## Exercise
Copy out each line of the material in which the word "every" can be found.
[Exercise input]
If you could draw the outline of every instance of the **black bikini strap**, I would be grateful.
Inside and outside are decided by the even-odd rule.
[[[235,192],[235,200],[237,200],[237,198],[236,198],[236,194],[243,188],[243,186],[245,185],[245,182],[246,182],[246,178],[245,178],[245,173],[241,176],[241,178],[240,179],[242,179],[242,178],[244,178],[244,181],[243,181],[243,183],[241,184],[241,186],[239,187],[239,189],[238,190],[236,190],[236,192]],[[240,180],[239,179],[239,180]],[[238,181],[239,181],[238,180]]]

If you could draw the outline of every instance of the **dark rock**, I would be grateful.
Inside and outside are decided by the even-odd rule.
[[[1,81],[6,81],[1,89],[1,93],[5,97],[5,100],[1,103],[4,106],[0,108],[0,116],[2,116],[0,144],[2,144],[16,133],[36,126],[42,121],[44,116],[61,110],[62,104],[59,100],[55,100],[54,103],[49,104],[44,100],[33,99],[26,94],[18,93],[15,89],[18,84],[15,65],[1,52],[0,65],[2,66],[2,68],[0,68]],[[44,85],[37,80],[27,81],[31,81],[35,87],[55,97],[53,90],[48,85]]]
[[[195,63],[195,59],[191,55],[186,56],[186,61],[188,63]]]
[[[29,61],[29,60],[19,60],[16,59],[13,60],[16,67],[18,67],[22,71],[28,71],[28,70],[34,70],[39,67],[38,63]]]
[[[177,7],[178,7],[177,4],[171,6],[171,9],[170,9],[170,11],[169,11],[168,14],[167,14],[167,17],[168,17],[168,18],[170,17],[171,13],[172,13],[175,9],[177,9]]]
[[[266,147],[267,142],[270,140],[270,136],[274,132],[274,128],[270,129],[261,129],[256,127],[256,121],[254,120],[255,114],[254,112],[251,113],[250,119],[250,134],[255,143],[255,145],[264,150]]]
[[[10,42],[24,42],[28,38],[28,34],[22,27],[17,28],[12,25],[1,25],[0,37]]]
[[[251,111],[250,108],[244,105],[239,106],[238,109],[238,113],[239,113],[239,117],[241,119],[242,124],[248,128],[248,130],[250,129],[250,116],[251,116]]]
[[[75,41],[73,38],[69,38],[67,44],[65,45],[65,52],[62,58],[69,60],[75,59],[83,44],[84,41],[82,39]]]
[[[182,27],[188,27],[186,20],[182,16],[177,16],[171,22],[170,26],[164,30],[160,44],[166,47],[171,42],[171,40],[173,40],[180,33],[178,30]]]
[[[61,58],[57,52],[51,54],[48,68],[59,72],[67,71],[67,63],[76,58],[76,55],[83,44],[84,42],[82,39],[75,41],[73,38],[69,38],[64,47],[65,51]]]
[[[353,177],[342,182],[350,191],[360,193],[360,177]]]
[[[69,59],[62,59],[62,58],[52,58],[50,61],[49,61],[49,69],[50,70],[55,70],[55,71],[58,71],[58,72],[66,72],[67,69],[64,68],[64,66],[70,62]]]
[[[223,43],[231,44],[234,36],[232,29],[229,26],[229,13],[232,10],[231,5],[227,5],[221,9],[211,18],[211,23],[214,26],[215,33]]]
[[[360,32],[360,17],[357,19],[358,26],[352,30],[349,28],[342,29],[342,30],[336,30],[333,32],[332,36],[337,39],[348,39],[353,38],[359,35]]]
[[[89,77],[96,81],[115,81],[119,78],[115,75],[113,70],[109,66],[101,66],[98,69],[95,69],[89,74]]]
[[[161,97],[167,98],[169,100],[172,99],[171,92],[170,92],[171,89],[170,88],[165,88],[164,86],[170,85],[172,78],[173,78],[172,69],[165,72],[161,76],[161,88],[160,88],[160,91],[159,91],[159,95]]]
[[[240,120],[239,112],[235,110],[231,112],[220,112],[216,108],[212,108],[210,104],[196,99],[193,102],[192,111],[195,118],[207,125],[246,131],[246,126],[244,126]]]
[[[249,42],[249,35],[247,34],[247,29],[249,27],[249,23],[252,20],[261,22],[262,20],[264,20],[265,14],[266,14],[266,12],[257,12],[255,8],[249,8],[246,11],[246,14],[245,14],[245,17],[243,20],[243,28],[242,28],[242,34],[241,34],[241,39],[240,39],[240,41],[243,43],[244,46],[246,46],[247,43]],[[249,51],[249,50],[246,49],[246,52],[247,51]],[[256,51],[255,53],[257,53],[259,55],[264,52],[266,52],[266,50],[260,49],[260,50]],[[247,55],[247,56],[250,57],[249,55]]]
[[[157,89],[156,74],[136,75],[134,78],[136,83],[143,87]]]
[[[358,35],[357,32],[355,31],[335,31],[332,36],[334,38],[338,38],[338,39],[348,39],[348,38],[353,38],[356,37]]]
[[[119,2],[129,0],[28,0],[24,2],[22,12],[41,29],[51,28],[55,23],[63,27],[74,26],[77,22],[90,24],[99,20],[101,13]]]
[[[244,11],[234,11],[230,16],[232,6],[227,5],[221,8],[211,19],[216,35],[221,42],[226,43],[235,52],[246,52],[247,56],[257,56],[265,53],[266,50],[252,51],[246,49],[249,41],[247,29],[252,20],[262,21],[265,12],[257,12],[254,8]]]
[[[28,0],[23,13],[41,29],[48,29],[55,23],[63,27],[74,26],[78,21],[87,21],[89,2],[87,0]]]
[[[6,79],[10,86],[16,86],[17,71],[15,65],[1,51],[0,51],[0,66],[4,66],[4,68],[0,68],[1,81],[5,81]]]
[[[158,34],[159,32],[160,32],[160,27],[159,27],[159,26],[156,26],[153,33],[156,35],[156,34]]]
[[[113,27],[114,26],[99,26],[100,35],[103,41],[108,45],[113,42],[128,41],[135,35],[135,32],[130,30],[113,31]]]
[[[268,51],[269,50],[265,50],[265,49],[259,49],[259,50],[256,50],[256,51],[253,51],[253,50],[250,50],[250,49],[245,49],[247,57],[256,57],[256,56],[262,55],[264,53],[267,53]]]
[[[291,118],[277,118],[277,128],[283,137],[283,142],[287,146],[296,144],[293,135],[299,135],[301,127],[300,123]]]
[/Exercise input]
## Solved exercise
If you could draw the outline of every instance of the **black bikini strap**, I would be grateful.
If you could draw the outline of every instance of the **dark rock**, I would be grateful.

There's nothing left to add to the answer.